Source data Start Marker

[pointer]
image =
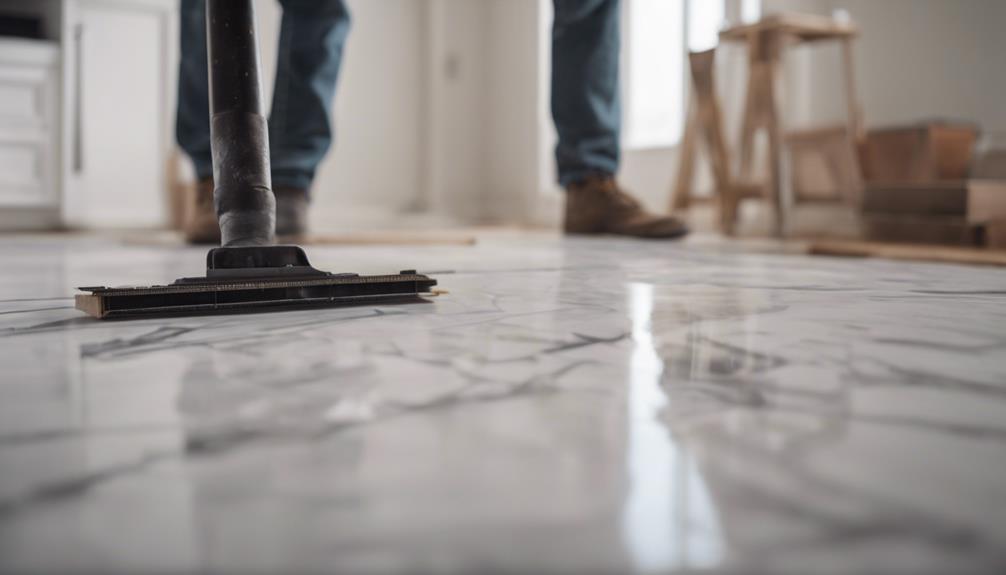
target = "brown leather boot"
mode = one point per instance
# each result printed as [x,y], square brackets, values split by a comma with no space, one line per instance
[597,205]
[199,222]
[291,211]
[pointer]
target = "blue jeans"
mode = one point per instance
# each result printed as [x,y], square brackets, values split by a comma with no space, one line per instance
[584,103]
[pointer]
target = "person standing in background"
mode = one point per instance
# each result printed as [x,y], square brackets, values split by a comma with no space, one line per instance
[585,108]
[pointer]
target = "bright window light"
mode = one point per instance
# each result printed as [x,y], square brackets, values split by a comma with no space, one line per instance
[655,78]
[705,17]
[654,92]
[750,11]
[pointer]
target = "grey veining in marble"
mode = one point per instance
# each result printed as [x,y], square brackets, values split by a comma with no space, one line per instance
[571,406]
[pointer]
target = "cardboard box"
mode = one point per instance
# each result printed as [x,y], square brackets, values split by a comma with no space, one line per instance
[976,201]
[918,154]
[995,234]
[923,229]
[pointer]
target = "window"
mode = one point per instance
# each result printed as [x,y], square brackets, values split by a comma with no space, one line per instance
[655,75]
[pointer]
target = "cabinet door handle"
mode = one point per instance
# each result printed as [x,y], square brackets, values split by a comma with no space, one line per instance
[77,98]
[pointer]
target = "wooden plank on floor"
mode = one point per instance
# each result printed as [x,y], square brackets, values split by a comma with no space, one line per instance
[908,252]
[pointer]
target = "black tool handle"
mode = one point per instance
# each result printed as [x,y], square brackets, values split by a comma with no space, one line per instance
[245,206]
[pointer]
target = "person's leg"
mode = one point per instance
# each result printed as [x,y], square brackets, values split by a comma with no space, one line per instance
[585,101]
[192,123]
[312,39]
[192,120]
[587,110]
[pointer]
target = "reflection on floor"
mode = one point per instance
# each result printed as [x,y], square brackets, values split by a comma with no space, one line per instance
[584,405]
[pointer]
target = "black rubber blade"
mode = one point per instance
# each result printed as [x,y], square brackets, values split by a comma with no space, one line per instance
[204,296]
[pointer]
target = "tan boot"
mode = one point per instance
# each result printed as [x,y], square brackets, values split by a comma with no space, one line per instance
[291,211]
[199,224]
[597,205]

Source data End Marker

**Prompt**. If a line of the material contains the word "black", pick it out and copy it.

**Answer**.
target = "black tool handle"
target = "black rubber blade"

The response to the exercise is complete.